DIRECTIONS FOR THIS TASK
For the records below, print the lines from the line with "# test: point out the backpack" through the line with "# test: point out the tulip petal, one" exactly as written; include both end lines and exclude the rest.

INFORMATION GIVEN

◆ ◆ ◆

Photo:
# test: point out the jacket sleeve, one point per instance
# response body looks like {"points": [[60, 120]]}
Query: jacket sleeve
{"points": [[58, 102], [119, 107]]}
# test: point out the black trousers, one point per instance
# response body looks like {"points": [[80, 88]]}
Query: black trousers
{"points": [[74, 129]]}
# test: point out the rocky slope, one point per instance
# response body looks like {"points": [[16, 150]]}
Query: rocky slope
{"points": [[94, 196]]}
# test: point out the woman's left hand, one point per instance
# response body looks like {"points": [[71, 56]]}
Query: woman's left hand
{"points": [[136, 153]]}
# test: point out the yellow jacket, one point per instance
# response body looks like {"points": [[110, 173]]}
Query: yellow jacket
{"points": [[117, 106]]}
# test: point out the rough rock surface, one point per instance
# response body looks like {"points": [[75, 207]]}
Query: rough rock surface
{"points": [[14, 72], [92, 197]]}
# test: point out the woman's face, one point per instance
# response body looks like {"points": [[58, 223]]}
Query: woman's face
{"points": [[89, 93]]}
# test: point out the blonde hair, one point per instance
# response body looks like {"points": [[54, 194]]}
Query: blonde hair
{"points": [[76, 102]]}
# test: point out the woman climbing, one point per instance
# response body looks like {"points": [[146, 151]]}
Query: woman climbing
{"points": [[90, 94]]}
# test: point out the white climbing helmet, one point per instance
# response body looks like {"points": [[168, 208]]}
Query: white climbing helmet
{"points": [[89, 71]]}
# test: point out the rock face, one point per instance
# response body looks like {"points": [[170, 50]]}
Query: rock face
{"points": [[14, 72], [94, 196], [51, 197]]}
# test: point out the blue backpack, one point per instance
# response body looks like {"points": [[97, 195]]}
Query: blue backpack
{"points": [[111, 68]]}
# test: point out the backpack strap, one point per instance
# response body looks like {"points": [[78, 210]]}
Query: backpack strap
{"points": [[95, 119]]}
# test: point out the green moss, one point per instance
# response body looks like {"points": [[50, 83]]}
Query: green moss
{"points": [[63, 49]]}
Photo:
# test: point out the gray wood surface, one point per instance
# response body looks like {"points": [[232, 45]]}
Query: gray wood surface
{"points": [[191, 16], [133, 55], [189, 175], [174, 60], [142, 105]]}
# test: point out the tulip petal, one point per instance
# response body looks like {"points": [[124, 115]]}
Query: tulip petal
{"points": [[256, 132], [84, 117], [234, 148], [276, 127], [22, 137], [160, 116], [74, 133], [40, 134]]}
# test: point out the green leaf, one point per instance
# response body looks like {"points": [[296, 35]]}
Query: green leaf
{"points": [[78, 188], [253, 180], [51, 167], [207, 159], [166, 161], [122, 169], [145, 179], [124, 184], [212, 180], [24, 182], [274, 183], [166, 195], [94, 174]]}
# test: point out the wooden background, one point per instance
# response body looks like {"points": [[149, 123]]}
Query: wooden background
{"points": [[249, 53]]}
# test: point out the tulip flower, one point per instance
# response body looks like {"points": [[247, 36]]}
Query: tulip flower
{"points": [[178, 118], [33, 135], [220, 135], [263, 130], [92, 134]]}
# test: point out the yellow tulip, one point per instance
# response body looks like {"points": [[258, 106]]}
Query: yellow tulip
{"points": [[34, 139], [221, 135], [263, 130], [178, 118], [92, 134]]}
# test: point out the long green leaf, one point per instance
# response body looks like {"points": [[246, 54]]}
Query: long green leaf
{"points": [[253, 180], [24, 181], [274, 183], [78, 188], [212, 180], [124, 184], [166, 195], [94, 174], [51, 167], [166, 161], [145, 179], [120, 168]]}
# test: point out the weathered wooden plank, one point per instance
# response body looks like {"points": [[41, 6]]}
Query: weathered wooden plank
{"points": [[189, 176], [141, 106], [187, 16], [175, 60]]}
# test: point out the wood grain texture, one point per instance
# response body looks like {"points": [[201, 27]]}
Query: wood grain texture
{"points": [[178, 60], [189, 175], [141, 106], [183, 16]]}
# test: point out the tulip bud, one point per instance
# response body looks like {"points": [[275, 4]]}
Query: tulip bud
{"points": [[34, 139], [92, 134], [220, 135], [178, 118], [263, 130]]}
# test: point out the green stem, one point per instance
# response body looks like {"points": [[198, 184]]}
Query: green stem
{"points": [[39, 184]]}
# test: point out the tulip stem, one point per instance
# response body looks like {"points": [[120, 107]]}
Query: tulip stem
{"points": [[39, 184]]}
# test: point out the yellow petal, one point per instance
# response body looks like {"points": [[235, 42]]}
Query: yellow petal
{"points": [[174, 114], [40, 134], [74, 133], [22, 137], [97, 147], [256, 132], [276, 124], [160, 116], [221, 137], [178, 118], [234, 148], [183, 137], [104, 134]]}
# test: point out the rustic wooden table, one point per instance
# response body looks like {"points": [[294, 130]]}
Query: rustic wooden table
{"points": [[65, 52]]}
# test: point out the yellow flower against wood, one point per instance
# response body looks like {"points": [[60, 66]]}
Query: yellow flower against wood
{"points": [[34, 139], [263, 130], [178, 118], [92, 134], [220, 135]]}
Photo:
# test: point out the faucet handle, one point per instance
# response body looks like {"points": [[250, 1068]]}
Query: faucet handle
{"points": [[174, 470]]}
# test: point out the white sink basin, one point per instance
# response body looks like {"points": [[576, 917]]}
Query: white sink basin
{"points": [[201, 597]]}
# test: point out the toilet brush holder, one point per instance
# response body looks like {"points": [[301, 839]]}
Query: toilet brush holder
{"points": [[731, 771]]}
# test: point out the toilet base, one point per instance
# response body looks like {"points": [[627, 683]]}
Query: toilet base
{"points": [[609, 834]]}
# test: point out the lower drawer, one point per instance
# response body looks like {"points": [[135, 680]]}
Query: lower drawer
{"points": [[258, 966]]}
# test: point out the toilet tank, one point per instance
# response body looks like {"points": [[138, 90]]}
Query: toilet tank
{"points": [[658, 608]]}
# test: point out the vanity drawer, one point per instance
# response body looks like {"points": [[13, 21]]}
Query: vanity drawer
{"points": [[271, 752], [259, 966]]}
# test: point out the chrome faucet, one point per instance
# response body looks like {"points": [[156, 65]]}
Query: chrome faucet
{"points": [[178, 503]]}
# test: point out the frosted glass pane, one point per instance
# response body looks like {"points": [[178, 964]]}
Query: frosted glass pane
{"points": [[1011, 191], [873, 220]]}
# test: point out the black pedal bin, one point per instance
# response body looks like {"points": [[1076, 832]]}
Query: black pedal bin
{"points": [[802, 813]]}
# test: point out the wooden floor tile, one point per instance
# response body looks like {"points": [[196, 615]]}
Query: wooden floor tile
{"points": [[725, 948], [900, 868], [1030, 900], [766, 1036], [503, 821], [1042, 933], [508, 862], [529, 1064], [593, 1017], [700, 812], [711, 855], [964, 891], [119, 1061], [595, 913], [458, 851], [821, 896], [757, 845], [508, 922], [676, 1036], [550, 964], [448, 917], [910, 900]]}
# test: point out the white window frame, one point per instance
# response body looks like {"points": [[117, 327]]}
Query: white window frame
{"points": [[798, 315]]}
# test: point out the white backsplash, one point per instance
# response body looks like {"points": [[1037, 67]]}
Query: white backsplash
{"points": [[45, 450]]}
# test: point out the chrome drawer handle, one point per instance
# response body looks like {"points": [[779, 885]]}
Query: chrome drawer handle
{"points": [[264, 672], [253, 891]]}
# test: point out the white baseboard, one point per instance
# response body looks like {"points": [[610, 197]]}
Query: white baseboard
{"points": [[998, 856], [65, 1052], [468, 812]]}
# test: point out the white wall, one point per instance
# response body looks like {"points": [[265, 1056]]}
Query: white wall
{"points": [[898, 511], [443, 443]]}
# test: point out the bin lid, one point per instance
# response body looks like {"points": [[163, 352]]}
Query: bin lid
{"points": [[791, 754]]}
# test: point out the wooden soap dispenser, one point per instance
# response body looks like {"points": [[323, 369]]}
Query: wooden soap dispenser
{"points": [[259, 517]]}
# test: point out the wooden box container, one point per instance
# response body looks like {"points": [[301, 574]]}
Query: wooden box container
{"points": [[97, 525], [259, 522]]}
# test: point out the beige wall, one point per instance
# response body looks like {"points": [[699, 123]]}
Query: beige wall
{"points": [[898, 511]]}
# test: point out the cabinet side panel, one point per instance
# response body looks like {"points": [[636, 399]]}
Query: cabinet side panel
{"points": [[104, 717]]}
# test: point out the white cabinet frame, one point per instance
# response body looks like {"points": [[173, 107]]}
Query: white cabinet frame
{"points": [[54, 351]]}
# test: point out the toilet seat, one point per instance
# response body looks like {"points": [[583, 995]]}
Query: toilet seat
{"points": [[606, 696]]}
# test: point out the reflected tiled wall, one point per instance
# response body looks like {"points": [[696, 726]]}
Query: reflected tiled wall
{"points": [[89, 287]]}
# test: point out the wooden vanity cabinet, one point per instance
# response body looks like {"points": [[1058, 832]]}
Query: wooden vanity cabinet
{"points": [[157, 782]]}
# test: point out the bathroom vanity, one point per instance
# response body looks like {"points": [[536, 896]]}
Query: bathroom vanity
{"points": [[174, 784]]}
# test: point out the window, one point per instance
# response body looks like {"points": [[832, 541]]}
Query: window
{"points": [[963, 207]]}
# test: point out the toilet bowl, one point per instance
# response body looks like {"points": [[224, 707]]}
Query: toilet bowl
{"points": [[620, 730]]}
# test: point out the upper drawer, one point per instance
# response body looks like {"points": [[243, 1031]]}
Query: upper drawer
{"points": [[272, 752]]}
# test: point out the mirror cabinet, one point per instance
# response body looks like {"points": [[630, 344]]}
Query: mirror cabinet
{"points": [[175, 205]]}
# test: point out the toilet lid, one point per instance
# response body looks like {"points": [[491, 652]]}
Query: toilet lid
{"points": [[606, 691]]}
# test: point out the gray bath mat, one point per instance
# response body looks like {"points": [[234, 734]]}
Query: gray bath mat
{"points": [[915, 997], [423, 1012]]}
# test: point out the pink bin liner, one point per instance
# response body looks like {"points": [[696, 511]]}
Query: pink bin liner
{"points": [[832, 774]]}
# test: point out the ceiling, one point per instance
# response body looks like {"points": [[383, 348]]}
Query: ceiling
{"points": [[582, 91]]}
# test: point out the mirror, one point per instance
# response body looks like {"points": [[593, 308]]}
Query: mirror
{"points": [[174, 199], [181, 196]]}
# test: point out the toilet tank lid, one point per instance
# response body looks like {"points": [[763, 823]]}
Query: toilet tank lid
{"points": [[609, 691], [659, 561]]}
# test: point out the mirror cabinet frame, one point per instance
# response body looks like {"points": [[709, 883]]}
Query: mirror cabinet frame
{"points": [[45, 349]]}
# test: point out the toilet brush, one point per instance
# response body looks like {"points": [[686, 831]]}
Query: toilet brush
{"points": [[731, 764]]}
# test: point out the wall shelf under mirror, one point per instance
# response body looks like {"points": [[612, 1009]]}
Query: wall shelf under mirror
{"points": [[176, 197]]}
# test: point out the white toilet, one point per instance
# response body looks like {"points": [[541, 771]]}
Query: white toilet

◆ ◆ ◆

ANSWER BOX
# test: point out the backpack strap, one point per instance
# response body looks like {"points": [[78, 210]]}
Query: backpack strap
{"points": [[95, 119]]}
# test: point out the green moss, one point per instance
# response body looks like {"points": [[50, 83]]}
Query: green moss
{"points": [[63, 49]]}
Photo:
# test: point out the gray wood surface, one point per instance
# response body looks like {"points": [[232, 45]]}
Query: gray wood surface
{"points": [[191, 16], [133, 55], [189, 175], [174, 60], [142, 105]]}
# test: point out the tulip petal, one point per instance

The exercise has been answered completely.